# Daftar Tugas:
1) Menurut berita tentang SKB pendirian rumah ibadah, berapa orang peserta Jambore Perempuan yang bertemu dengan Mendagri?
2) Kutiplah tanpa perubahan seluruh bagian berita tentang SKB pendirian rumah ibadah, mulai dari "Menurutnya, saat ini" terus hingga "Institute, Alif.".

# Kutipan Teks:
Menteri Dalam Negeri (Mendagri) Tjahjo Kumolo menyatakan, dirinya
bakal terus berkoordinasi dengan Menteri Agama (Menag) Lukman Hakim
Saifudin terkait Surat Keputusan Bersama (SKB) Mendagri dan Menag
tentang Pedoman Pelaksanaan Tugas Kepala Daerah/Wakil Kepala Daerah
dalam Pemeliharaan Kerukunan Umat Beragama, Pemberdayaan Forum Kerukunan
Umat Beragama dan Pendirian Rumah Ibadah.
Secara khusus, dia menilai salah satu syarat pendirian rumah ibadah harus disetujui 90 orang, tidak tepat.
“Soal SKB, kami terus kontak kepada Menag. Nanti kami kaji. Izin
mendirikan tempat ibadah yang harusnya 90 orang harus dikurangi, kalau
perlu enggak ada,” kata Tjahjo dalam pertemuan dengan Peserta Jambore
Perempuan, di Gedung Kementerian Dalam Negeri (Kemdagri), Jakarta, Senin
(9/11), seperti dilansir suarapembaruan.com.
Dia menyatakan, negara harus memberikan jaminan kebebasan untuk setiap warga negara memeluk agamanya masing-masing.
“Mau pengajian di mana, ibadah di mana, bangun gereja, bangun masjid di mana harus dijamin kebebasannya,” tegasnya.
“Ada orang bangun gereja, mayoritas memenuhi, kok dilarang kenapa?
Karena namanya kiai ini. Lalu enggak boleh bangun masjid karena namanya
Antonius ini. Ini masih terjadi di Indonesia,” tukasnya.
Menurutnya, saat ini sebetulnya masalah kerukunan umat beragama tidak
perlu diperdebatkan. “Kalau bahas kerukunan lagi ya repot, mayoritas
minoritas ya repot. Masing-masing punya hak,” imbuhnya.
Peserta Jambore yang bertemu dengan Mendagri sekitar 36 orang
perempuan. Kaum perempuan yang hadir terdiri dari beragam latar belakang
seperti buruh tani, pekerja rumah tangga serta aktivitas pejuang
perdamaian dari Aceh.
“Kami telah banyak kajian perda (peraturan daerah) diskriminatif,
sudah ditemukan Komnas Perempuan, kita kaji apakah perda diskriminatif
konstitusional atau tidak atau perlu direvisi. Kami juga melakukan
pendampingan kelompok minoritas beragama. Kami banyak menemukan,
berkembangnya tafsir konservatif yang berujung pada kekerasan yang
diilhami produk hukum nasional,” kata perwakilan perempuan dari Fahmina
Institute, Alif.

# Daftar Catatan:
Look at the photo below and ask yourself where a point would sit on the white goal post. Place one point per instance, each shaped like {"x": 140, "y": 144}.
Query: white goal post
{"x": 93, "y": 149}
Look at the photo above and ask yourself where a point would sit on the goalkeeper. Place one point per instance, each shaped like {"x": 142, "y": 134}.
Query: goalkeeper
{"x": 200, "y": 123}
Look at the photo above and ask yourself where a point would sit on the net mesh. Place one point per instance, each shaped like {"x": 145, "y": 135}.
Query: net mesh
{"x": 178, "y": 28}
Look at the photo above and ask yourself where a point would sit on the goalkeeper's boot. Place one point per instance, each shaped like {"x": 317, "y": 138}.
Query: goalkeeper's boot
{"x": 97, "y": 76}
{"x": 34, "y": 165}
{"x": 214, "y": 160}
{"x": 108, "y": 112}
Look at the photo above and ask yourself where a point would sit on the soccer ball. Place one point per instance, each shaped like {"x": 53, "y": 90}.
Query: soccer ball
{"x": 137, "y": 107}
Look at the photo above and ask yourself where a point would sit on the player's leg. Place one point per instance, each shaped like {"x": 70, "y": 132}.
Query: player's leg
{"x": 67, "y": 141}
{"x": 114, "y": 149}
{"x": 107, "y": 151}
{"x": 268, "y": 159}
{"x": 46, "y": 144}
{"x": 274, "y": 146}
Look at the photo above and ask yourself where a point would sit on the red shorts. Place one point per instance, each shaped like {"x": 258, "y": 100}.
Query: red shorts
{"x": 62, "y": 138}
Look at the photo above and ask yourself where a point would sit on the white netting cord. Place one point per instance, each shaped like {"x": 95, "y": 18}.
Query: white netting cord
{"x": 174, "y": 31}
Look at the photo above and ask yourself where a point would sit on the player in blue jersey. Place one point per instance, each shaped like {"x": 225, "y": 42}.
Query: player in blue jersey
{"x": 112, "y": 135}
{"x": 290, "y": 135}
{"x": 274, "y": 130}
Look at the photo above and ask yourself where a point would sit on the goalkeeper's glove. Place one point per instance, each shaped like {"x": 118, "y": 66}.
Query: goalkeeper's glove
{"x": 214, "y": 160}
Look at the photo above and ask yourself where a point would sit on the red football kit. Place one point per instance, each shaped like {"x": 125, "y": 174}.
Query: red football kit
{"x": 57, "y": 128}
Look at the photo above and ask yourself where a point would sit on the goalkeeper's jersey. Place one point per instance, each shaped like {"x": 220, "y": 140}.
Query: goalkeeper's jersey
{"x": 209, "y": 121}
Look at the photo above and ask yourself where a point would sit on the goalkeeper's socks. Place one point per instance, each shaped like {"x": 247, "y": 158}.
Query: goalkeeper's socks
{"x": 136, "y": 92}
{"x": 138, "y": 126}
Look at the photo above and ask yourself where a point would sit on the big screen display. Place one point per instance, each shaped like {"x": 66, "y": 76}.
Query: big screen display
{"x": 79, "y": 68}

==

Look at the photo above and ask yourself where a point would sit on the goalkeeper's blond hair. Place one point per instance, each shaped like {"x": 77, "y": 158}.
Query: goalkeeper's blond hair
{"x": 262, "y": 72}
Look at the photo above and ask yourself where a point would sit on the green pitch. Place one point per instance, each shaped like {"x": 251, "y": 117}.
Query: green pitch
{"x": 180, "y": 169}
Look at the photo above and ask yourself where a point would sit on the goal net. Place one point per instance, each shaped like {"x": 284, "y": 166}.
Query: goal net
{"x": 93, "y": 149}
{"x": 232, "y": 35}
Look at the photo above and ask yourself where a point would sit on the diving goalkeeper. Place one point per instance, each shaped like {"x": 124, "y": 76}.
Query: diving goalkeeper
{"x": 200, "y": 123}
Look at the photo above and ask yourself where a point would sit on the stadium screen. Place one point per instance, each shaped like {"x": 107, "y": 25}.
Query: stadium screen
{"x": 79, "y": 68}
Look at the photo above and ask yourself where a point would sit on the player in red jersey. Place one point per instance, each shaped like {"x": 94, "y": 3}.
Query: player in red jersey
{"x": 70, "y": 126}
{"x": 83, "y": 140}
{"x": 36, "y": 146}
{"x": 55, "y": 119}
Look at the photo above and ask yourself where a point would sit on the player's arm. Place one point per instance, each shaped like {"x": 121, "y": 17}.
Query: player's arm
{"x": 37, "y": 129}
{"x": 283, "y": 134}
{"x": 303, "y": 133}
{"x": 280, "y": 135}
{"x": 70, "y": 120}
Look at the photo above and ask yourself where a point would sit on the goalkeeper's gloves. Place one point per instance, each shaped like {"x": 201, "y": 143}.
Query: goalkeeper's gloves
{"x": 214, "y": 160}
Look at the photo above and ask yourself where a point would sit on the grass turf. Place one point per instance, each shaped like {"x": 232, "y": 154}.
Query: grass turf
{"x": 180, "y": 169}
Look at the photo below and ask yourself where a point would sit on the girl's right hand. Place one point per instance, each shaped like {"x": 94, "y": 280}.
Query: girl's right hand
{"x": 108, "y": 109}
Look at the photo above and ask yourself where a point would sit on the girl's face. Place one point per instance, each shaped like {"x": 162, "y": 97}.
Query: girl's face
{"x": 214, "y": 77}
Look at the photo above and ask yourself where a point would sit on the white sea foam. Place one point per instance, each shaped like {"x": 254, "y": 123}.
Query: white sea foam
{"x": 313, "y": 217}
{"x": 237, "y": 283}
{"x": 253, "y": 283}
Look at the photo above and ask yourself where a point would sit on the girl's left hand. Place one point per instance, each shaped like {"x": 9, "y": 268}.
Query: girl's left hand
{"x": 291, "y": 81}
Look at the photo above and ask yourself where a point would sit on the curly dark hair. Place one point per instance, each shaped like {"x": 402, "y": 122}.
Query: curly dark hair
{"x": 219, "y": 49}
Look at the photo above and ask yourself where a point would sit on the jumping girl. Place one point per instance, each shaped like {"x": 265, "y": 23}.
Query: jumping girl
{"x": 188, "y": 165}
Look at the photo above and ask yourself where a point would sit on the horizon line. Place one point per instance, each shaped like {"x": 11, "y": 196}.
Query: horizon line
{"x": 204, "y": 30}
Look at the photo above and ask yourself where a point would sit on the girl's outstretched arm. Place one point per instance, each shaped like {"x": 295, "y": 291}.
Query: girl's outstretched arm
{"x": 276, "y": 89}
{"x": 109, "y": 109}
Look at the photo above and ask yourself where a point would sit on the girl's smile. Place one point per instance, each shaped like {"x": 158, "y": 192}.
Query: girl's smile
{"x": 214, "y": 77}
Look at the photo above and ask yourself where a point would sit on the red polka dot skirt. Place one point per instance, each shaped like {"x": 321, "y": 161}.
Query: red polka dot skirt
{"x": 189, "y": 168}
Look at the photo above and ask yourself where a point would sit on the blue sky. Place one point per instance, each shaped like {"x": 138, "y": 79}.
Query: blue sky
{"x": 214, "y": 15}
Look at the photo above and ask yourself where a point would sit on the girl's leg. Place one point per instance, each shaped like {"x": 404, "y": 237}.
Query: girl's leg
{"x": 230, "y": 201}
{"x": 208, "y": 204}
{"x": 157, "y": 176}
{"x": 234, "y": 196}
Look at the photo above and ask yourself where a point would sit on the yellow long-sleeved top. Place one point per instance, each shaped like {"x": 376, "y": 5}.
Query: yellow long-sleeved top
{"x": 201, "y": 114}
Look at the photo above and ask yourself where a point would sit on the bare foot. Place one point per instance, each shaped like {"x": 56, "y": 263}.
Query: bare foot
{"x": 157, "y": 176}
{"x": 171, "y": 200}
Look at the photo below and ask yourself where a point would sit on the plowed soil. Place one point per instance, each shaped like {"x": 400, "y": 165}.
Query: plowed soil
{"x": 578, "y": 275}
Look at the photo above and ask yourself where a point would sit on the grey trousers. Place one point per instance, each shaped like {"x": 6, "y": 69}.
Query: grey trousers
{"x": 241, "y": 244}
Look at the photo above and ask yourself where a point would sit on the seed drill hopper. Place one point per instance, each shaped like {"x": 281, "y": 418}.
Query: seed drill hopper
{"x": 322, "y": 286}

...

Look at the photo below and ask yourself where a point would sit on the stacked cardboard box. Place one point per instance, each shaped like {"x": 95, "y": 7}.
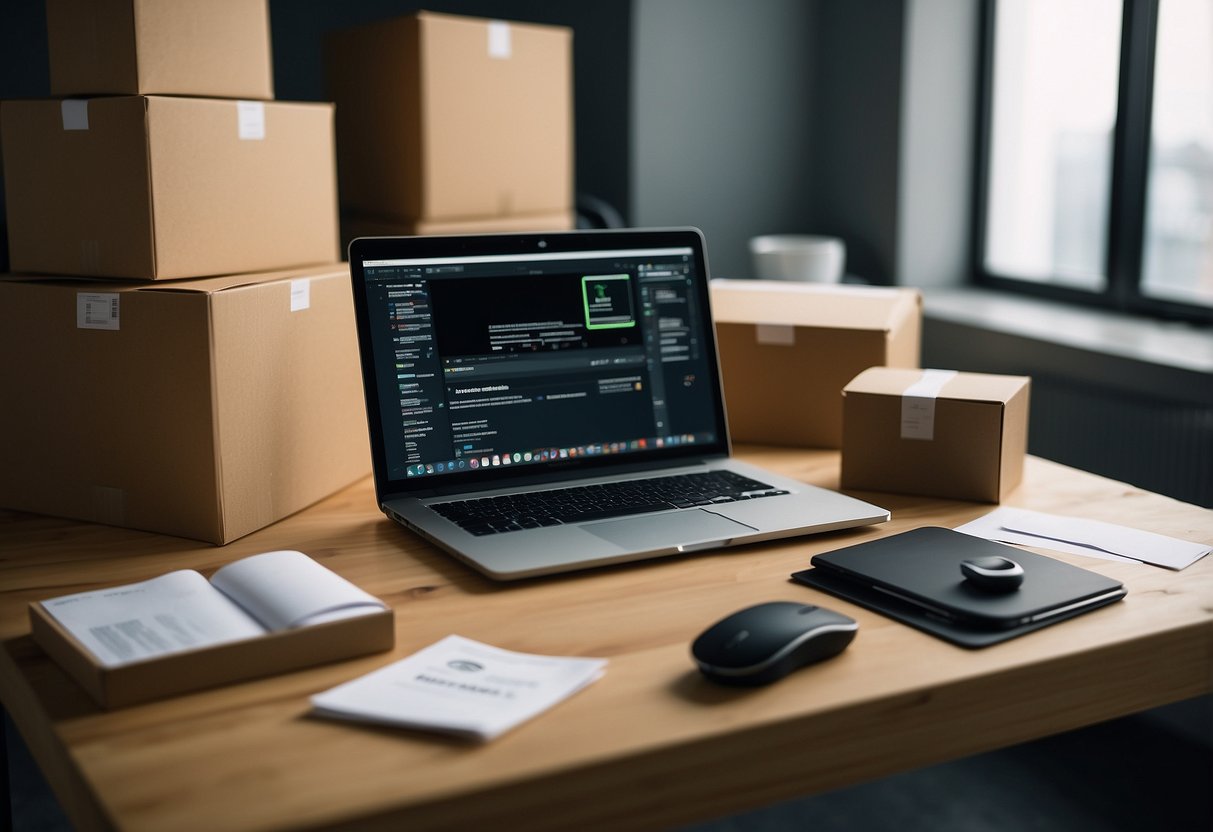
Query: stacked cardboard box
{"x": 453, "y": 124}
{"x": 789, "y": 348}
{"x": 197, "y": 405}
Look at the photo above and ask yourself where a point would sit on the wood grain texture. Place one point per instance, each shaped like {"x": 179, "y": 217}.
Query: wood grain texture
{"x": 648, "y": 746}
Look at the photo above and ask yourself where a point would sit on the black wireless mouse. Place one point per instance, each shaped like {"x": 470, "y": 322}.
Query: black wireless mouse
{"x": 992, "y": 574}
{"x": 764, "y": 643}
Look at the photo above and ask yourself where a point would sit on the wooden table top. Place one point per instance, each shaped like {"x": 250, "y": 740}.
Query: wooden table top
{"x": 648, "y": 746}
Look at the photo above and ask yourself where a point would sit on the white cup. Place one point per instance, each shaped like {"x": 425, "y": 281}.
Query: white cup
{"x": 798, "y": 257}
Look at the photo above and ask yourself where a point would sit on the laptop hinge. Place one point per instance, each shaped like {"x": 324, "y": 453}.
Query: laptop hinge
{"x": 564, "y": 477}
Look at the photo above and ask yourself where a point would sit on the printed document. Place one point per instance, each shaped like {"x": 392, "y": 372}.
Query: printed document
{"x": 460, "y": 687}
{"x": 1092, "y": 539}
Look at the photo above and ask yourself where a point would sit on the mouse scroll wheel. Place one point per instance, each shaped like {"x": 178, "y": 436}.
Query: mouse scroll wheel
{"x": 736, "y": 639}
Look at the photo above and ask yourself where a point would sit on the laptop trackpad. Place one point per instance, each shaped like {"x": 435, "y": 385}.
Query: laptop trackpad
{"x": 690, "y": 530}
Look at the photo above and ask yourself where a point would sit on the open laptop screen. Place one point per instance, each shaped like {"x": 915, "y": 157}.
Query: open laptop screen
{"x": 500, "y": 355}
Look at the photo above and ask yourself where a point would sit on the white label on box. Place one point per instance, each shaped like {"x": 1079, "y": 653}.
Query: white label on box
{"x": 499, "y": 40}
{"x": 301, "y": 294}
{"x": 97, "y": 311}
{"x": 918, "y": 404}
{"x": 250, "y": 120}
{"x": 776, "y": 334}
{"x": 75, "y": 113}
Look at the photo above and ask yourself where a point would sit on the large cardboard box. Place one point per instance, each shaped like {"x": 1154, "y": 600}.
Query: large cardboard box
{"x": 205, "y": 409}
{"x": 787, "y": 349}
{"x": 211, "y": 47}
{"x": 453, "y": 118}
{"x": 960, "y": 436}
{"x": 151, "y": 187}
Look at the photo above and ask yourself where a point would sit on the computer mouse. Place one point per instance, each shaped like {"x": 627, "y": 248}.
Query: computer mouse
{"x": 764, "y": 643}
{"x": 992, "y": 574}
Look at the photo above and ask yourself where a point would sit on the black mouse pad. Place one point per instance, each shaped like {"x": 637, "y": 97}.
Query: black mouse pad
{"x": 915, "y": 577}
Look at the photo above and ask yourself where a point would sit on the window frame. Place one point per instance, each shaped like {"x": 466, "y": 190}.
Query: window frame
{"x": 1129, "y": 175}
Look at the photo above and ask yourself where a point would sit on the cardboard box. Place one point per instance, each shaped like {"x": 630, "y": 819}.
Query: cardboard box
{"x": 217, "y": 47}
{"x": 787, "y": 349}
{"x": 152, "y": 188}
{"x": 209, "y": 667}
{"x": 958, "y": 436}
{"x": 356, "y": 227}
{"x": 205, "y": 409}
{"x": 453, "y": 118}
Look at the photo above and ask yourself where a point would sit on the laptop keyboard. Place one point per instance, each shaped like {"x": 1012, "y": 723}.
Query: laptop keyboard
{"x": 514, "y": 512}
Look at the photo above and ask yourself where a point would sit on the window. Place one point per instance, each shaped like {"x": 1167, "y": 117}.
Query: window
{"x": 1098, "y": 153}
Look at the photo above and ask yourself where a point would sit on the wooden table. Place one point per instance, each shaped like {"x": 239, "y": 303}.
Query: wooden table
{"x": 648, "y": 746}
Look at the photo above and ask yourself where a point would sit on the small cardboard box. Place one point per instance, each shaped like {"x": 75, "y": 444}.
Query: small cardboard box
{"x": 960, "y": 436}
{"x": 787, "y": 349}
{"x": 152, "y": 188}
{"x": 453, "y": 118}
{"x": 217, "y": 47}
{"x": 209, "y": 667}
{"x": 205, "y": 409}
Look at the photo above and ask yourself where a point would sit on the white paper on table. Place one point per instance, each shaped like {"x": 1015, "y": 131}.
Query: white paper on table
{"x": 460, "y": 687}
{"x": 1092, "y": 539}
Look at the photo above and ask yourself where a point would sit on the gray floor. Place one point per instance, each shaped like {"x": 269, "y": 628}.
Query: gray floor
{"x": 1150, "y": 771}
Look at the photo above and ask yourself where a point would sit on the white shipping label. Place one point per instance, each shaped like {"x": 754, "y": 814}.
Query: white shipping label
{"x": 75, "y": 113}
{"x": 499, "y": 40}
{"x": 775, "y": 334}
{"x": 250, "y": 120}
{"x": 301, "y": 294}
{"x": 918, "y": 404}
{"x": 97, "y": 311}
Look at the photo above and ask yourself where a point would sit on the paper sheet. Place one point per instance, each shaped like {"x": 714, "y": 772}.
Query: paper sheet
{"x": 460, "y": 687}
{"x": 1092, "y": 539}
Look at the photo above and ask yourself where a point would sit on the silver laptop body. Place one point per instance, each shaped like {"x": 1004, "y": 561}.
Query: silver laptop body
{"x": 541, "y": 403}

# Jawaban Soal:
1) Sekitar 36 orang perempuan.

2)
Menurutnya, saat ini sebetulnya masalah kerukunan umat beragama tidak
perlu diperdebatkan. “Kalau bahas kerukunan lagi ya repot, mayoritas
minoritas ya repot. Masing-masing punya hak,” imbuhnya.
Peserta Jambore yang bertemu dengan Mendagri sekitar 36 orang
perempuan. Kaum perempuan yang hadir terdiri dari beragam latar belakang
seperti buruh tani, pekerja rumah tangga serta aktivitas pejuang
perdamaian dari Aceh.
“Kami telah banyak kajian perda (peraturan daerah) diskriminatif,
sudah ditemukan Komnas Perempuan, kita kaji apakah perda diskriminatif
konstitusional atau tidak atau perlu direvisi. Kami juga melakukan
pendampingan kelompok minoritas beragama. Kami banyak menemukan,
berkembangnya tafsir konservatif yang berujung pada kekerasan yang
diilhami produk hukum nasional,” kata perwakilan perempuan dari Fahmina
Institute, Alif.